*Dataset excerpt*

━━━━━━━━━━━━━━━━━━━━━━━━━━━━━━

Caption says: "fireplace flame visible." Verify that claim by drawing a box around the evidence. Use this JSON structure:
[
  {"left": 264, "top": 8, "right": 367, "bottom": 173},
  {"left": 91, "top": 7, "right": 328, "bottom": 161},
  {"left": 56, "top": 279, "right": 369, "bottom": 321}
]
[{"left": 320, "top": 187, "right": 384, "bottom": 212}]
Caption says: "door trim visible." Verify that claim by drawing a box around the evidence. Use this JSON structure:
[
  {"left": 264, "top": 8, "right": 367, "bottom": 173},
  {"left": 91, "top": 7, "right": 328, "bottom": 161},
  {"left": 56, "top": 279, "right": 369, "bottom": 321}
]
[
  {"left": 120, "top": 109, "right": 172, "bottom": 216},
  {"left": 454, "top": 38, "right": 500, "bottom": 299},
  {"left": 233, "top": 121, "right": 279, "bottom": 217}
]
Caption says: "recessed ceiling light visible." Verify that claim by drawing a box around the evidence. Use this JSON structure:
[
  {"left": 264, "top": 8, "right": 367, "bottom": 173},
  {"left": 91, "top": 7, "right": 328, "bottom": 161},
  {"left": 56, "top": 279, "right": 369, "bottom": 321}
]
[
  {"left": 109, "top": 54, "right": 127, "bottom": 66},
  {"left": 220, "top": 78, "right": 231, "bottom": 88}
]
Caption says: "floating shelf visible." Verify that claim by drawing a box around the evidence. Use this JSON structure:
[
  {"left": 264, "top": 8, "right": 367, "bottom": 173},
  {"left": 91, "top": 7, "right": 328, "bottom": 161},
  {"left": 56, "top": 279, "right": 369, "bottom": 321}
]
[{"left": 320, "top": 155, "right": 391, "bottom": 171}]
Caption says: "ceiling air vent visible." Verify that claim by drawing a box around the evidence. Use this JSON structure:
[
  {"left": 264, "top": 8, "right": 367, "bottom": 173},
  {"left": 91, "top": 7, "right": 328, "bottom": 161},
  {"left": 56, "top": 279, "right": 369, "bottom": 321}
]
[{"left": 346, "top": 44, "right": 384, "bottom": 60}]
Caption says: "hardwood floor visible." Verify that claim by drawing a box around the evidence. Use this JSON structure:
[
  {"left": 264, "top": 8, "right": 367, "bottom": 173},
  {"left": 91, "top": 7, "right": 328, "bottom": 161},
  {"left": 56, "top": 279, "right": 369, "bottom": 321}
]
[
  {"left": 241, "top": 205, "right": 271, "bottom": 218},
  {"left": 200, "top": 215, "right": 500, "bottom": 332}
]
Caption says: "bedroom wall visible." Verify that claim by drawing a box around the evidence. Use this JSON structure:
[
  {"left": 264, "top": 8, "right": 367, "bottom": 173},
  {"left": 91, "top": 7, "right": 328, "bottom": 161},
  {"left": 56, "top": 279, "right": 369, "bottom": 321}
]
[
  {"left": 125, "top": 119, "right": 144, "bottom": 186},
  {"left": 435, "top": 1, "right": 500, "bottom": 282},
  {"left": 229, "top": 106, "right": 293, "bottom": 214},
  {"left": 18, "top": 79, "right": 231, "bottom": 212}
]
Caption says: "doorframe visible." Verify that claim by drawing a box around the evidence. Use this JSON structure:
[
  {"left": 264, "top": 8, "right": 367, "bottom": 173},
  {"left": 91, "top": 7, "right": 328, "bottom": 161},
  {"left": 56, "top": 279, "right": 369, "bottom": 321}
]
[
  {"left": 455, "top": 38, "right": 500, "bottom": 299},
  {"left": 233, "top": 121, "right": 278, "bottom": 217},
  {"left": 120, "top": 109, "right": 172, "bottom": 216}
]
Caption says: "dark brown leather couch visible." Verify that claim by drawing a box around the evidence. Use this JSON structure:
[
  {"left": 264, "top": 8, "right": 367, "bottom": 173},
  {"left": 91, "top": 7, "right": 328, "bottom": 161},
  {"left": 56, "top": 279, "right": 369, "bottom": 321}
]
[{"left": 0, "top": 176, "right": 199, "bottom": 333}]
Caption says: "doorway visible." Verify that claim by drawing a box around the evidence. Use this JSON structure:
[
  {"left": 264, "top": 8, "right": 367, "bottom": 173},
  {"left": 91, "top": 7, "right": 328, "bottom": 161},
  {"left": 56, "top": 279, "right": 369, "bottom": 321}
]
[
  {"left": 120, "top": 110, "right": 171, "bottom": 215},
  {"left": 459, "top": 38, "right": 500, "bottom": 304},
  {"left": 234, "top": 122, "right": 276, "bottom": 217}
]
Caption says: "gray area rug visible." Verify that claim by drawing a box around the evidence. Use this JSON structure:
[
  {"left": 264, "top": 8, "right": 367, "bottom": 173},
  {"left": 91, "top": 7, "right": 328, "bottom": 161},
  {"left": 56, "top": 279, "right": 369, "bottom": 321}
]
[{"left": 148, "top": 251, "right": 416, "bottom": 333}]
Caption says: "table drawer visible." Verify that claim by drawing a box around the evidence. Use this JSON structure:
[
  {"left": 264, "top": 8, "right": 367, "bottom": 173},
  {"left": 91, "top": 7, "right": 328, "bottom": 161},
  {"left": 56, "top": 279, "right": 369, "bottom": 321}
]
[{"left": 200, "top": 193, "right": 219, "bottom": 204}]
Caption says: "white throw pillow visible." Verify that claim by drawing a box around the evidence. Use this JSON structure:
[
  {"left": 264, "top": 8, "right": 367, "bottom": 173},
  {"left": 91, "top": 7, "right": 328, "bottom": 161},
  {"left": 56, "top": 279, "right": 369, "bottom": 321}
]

━━━━━━━━━━━━━━━━━━━━━━━━━━━━━━

*PROBLEM STATEMENT*
Gather every line above that contains the string "ceiling", counting only matches with the same case.

*FULL RESPONSE*
Caption says: "recessed ceiling light visible." Verify that claim by drawing a box around the evidence. Use this JSON structure:
Caption says: "ceiling air vent visible." Verify that claim by drawing a box around the evidence. Use this JSON structure:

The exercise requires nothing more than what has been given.